Excerpted records:
## Start

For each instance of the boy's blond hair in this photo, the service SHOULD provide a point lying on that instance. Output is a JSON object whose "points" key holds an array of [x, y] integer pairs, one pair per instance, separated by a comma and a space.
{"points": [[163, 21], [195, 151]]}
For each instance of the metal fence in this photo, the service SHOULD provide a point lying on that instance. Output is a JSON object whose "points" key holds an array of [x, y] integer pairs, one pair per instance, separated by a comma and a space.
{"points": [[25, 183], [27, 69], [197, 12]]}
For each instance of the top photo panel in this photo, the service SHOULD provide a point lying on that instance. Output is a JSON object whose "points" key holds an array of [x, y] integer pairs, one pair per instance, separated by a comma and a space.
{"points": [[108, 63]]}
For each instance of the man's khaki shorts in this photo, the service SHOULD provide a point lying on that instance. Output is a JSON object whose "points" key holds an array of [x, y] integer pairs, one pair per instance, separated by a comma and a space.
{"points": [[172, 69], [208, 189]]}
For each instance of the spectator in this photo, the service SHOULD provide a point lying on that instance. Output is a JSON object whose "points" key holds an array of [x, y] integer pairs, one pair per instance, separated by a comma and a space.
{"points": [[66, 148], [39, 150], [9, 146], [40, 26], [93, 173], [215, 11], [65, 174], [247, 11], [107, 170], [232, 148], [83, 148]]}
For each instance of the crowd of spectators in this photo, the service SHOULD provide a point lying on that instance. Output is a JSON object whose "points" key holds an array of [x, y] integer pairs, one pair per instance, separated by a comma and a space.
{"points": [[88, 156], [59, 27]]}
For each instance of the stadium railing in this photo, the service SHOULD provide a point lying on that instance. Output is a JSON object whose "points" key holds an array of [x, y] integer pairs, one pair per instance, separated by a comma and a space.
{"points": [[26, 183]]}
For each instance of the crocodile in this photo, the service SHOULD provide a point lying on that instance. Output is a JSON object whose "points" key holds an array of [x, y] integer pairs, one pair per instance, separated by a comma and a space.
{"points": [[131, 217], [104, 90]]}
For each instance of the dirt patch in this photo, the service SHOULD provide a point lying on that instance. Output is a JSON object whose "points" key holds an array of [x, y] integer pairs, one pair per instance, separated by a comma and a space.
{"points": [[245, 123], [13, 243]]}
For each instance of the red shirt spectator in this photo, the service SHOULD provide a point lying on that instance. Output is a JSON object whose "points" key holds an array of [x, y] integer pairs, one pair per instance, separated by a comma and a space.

## End

Task prompt: Rewrite the rows from the line containing "For each instance of the crocodile" through the last one, putting "sand patch" in place of "dirt patch" and changing nothing else.

Full output:
For each instance of the crocodile in this photo, the service SHOULD provide a point lying on that instance. Output is a JSON object whose "points" key holds an array of [x, y] integer pairs, one pair per instance, separated by a comma and a space.
{"points": [[131, 217], [104, 90]]}
For each instance of the sand patch in this photo, the service SHOULD provide a point lying on that instance. Output is a JSON object whose "points" key holds an array of [x, y] integer pairs, one pair per instance, separated by a comma and a space.
{"points": [[245, 123], [13, 243]]}
For each instance of the red shirt spectator in this photo, the service SHOULD provide a point lying on that instance. Output is a JSON object whose "points" key holds an array of [x, y] integer pairs, one pair per instance, separated by a comma and a space.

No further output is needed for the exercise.